REQUEST ▸
List every line in the rows below that contains the word "stone", treating uppercase and lowercase letters as different.

———

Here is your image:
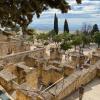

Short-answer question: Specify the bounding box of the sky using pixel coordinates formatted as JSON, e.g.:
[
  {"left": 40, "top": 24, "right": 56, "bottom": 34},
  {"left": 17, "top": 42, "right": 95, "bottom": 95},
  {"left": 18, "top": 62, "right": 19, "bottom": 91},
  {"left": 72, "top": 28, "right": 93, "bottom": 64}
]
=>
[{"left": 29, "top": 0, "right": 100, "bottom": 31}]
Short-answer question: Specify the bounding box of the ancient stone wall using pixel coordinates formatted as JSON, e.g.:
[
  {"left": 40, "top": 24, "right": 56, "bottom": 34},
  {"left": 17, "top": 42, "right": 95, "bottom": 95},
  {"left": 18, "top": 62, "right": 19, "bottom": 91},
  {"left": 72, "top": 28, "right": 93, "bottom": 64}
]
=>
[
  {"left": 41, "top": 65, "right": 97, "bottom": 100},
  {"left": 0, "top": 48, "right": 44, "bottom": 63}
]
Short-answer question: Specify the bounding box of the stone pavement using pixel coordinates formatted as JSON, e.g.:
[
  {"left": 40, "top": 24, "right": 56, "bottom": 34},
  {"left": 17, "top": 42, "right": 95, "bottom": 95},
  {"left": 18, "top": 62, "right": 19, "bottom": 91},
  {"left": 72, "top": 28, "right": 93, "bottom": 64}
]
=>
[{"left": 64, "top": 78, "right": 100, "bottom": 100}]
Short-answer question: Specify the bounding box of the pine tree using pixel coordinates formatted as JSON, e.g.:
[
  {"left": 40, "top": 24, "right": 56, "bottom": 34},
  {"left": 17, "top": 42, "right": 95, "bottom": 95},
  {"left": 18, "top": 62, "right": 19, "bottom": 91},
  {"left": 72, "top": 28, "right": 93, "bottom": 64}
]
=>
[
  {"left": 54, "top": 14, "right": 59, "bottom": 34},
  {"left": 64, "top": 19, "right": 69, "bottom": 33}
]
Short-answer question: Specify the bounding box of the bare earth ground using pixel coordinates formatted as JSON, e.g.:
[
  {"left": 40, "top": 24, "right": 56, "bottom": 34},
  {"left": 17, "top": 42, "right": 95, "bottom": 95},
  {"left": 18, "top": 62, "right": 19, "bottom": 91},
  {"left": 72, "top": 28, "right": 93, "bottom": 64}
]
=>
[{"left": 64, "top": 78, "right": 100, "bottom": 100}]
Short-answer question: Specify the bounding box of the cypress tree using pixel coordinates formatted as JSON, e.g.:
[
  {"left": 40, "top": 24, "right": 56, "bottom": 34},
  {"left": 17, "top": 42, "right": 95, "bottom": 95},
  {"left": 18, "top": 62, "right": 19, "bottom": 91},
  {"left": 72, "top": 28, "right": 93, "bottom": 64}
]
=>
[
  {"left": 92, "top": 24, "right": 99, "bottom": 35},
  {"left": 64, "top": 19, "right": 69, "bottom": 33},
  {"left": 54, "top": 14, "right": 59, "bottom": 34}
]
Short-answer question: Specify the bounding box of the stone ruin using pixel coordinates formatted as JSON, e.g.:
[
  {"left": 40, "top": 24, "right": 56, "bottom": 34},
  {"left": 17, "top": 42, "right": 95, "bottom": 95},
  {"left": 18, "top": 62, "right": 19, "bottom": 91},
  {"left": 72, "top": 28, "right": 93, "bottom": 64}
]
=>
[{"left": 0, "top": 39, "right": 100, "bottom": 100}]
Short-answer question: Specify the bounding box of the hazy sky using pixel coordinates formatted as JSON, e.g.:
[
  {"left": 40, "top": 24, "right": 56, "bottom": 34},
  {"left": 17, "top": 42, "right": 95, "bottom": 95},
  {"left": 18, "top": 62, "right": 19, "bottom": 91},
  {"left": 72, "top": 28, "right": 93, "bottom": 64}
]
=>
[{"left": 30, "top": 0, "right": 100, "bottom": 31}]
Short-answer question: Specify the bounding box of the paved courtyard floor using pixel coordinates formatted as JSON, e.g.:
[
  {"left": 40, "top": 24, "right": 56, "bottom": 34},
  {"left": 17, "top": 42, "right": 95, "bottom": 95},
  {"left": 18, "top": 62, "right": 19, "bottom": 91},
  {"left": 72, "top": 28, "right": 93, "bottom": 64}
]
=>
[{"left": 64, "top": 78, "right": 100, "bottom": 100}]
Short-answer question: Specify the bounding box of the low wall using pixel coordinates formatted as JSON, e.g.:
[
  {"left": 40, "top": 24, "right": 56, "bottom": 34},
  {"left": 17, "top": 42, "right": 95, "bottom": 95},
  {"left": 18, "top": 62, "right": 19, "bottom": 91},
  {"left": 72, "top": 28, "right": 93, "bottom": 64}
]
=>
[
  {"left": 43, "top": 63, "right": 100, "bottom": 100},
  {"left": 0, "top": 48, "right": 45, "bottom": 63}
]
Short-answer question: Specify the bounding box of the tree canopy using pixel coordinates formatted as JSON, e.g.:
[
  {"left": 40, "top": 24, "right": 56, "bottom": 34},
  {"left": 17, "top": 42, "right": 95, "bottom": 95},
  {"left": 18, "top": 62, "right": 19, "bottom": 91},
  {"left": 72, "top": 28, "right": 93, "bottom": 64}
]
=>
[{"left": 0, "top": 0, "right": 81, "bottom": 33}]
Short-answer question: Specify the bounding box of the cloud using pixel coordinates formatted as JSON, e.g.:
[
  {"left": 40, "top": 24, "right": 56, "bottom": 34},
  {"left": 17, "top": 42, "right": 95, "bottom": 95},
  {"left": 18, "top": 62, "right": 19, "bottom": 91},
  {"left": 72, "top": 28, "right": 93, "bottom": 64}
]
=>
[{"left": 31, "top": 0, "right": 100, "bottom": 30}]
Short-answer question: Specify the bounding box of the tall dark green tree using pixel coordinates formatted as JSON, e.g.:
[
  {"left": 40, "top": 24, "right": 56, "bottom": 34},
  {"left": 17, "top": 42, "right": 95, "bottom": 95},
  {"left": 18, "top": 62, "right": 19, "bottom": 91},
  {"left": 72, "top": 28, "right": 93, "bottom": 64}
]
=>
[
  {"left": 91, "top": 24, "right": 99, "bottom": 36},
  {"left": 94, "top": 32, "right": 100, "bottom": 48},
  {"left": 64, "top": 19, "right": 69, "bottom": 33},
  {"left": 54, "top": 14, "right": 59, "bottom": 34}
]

———

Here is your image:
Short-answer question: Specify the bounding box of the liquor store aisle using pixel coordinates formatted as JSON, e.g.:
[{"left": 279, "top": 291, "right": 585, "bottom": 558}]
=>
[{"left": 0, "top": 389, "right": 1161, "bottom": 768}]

———

CORRECT OUTPUT ▸
Short-answer question: Specify the bounding box of the ancient stone wall using pixel coordinates formatted as JSON, e.g.:
Short-answer question: Specify the bounding box of the stone pavement using pixel coordinates formatted as JSON, e.g.:
Short-answer question: Specify the bounding box of the stone ruin using pixel coordinates formatted as JSON, e.g.:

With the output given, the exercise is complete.